» Work order
Gather up every line from the entries below that uses the word "railing".
##############################
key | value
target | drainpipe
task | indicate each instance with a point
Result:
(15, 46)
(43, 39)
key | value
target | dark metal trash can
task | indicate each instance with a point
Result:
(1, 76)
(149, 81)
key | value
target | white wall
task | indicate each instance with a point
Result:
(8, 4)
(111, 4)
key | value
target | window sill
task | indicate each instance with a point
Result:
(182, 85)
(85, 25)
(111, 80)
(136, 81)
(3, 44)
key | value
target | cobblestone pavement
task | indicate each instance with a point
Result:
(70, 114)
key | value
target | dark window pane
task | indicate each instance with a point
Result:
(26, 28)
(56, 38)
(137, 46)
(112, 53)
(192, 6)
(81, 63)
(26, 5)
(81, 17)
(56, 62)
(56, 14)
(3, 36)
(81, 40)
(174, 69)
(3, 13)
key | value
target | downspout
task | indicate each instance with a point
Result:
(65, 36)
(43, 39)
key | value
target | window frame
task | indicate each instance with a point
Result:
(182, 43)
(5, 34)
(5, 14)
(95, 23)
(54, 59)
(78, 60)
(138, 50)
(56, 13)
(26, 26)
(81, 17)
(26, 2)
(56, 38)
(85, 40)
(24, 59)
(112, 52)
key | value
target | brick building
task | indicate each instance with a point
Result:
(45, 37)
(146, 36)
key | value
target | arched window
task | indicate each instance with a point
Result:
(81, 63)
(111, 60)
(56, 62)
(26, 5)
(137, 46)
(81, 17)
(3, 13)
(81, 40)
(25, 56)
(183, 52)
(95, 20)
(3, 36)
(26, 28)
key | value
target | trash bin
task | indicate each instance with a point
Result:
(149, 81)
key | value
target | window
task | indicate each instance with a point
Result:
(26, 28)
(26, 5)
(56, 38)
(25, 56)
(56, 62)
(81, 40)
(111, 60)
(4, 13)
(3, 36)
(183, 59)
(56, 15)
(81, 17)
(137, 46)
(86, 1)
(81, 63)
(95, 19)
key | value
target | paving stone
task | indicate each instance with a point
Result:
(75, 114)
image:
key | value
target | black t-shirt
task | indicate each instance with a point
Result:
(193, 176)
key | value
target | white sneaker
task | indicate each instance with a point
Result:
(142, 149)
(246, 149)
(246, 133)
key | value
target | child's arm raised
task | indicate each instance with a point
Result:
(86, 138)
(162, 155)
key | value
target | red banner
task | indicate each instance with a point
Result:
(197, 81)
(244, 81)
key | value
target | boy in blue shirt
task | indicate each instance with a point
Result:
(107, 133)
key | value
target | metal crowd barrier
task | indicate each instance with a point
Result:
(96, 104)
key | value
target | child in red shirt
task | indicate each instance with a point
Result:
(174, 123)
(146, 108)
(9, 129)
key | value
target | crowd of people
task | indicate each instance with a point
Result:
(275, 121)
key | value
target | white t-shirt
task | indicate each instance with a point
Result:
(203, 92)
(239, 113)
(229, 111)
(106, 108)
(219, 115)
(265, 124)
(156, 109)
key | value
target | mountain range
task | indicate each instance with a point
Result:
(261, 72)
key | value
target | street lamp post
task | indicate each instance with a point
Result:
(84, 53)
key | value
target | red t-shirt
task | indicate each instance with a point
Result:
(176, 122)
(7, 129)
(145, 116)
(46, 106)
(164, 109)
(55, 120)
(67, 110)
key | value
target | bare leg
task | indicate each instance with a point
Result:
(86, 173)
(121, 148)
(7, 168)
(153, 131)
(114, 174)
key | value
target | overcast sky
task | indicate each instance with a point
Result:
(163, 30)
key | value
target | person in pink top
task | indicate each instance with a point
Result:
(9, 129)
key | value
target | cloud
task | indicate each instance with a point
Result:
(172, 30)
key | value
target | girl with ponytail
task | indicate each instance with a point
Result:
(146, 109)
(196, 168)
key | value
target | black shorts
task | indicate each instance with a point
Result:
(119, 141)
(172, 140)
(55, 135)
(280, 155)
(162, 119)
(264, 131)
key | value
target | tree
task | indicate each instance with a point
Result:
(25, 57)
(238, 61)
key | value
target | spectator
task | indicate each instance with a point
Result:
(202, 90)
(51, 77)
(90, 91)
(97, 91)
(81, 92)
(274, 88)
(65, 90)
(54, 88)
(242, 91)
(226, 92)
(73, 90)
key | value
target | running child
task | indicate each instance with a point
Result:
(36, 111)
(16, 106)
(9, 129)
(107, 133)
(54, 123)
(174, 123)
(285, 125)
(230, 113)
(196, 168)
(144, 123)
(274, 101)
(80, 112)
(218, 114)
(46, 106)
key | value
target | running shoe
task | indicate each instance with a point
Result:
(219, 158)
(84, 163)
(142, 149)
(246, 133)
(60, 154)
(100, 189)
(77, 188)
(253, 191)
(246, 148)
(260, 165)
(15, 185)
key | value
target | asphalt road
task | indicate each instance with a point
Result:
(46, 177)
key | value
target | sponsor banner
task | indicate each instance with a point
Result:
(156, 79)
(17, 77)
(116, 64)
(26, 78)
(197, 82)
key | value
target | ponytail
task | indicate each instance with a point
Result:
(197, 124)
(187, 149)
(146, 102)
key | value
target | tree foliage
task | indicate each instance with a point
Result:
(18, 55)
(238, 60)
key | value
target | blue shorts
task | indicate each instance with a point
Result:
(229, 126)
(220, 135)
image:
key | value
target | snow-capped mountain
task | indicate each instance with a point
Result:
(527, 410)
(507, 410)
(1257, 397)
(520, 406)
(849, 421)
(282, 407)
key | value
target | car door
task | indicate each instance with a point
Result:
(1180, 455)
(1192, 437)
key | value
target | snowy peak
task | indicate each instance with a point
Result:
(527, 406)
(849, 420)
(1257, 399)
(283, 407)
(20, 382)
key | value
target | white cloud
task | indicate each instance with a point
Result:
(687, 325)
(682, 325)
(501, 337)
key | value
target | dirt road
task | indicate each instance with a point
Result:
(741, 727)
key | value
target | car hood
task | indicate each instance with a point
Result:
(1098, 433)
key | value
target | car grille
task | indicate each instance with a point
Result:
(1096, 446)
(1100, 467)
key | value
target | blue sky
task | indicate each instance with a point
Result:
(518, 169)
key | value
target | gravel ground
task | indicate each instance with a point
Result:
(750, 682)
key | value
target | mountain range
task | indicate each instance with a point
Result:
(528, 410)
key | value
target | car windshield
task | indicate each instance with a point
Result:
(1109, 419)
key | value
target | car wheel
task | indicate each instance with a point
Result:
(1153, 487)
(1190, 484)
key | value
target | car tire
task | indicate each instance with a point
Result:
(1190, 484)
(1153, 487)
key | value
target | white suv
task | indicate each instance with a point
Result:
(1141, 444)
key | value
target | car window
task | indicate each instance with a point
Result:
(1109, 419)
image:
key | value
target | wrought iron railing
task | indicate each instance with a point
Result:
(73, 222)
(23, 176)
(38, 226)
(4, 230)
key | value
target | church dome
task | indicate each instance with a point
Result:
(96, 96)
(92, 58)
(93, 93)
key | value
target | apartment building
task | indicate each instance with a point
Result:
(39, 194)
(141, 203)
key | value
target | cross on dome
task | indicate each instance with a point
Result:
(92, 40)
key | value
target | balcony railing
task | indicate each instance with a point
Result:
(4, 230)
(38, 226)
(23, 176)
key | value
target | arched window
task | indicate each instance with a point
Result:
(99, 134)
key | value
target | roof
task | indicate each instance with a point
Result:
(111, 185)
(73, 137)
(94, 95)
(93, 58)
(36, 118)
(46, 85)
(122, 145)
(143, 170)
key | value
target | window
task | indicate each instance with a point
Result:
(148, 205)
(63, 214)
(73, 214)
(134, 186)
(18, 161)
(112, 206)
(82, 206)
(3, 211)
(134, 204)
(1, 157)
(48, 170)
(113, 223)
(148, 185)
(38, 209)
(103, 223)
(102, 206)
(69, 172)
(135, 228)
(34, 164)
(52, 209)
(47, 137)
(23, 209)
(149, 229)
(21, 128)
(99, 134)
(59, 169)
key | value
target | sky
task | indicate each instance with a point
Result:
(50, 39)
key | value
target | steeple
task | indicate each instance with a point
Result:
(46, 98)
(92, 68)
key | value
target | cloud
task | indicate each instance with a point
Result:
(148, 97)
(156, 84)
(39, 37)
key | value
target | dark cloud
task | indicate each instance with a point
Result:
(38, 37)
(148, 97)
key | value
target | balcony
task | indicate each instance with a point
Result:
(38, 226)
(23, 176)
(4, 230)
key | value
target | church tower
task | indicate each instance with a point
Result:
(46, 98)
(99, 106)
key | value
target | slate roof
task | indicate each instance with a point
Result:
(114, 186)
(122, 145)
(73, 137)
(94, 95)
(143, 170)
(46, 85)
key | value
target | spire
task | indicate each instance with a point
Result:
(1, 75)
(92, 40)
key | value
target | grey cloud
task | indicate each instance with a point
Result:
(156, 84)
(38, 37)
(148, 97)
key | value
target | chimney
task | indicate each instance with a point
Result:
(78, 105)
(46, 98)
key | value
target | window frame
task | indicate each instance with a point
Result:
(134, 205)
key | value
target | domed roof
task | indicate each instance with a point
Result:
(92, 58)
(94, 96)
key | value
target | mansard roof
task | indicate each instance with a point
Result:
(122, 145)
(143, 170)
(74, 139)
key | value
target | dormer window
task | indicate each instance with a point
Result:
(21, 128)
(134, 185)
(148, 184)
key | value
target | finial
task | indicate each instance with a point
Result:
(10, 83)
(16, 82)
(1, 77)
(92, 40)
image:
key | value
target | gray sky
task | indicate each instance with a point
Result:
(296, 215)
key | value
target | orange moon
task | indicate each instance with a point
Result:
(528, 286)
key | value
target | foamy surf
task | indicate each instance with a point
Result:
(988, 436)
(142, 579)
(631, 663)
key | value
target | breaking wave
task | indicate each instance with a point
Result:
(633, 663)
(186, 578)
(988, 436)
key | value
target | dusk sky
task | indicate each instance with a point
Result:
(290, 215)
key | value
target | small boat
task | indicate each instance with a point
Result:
##############################
» Response for this exercise
target | wrought iron railing
target | balcony railing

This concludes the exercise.